--- START Excerpt provided ---
Quoll, a random question... does 'Wednesday' fit in the window?

Very taken with the Sub homage... shame I'm on a watch buying ban at the moment...









*Simon*


----------



## quoll (Apr 20, 2006)

mycroft said:


> Quoll, a random question... does 'Wednesday' fit in the window?


I'll tell you tomorrow.


----------



## Barryboy (Mar 21, 2006)

gravedodger said:


> Yup ... very fond of my Orient
> 
> 
> 
> ...


I have a very, very similar model. The hands are gold finish, the markers are slightly more square and again gold finish, there are tiny roman numerals in the chapter, there is a coin edge surrounding the crystal and yes, Mycroft, Wednesday does fit into the window as it is in a slightly smaller font. When I finally get my act together with my expensive new camera I will post some piccies.

Rob


----------



## James (Jul 17, 2006)

mycroft said:


> Quoll, a random question... does 'Wednesday' fit in the window?


No, they spell it Wedday

Only time will tell


----------



## quoll (Apr 20, 2006)

Oh look - it fits!


----------



## Barryboy (Mar 21, 2006)

No, they spell it Wedday


----------



## rsykes2000 (Dec 3, 2003)

Barryboy said:


> No, they spell it Wedday


Not on my watch - model 46E701-91. I get the full Wednesday, which is only fitting, I suppose, as I am a pedantic bugger and could not live with an abbreviation such as "WEDDAY". It would remind me too much a day long, long ago when I entered a church as a gauche young feller and departed an hour later as a broken man.


----------



## limey (Aug 24, 2006)

Barryboy said:


> a day long, long ago when I entered a church as a gauche young feller and departed an hour later as a broken man.


The shortest sentence in the English language is "I do." Some say it's also the longest sentence.


----------



## rsykes2000 (Dec 3, 2003)

I've got a few Orients. Poor pictures, as per usual, but the general gist is visible :

King Divers (6 of, all having different dial colours)
--- END Excerpt provided ---
--- START Entries ---
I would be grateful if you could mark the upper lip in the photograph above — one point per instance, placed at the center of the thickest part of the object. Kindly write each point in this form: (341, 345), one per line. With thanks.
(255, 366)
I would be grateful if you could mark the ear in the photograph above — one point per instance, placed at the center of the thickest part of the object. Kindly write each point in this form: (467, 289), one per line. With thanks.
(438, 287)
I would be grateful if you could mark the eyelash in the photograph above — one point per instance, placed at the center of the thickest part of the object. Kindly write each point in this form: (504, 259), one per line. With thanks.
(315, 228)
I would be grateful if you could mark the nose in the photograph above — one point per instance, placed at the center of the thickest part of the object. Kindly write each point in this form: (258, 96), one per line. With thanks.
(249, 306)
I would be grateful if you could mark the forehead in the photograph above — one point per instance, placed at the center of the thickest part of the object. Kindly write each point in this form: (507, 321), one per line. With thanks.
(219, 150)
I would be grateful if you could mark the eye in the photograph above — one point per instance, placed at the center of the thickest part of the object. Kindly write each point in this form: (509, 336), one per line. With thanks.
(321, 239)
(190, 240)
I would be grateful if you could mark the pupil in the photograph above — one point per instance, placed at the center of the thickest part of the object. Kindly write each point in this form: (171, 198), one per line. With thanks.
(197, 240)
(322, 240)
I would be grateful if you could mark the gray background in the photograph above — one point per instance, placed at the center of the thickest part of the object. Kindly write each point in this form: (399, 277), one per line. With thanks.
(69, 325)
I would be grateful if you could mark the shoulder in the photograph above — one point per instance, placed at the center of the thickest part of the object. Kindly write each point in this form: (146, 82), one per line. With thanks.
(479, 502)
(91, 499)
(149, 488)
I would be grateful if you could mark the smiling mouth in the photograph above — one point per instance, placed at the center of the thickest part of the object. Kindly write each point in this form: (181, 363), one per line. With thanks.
--- END Entries ---
Challenge 1:
Answer these about the watch forum thread:
(a) What model number does the poster with the full "Wednesday" in the window give for that watch?
(b) In the post describing a very similar model with gold-finish hands, what surrounds the crystal?
(c) How many King Divers are listed in the last post, and how do they differ?
Challenge 2: Pick up the watch forum thread after its last line and keep it going.
The records have no role in this.

Right answer 1:
(a) 46E701-91
(b) A coin edge
(c) Six, each with a different dial color

Right answer 2:
And a few other others, there are probably 5 or so missing


----------



## rsykes2000 (Dec 3, 2003)

There's a black King Diver, a red Sea King and some early quartz digitals missing, but I've also got this little old'un :


----------



## Barryboy (Mar 21, 2006)

rsykes2000 said:


> I've got a few Orients. Poor pictures, as per usual, but the general gist is visible :
> 
> King Divers (6 of, all having different dial colours)
> 
> ...


I've got the Titanium slide rule watch also. It's quite large but extremely comfortable to wear and it's one of my favourite Orients. I'm jiggered if I know how to use the slide rule thingy though.......


----------



## pcichosz (Jan 12, 2006)

My two Orients:

-- the beauty










-- and the beast










Pawel


----------



## mach 0.0013137 (Jan 10, 2005)

pcichosz said:


> My two Orients:
> 
> -- the beauty
> 
> ...


Both bootiful IMHO


----------



## mach 0.0013137 (Jan 10, 2005)

Here`s mine....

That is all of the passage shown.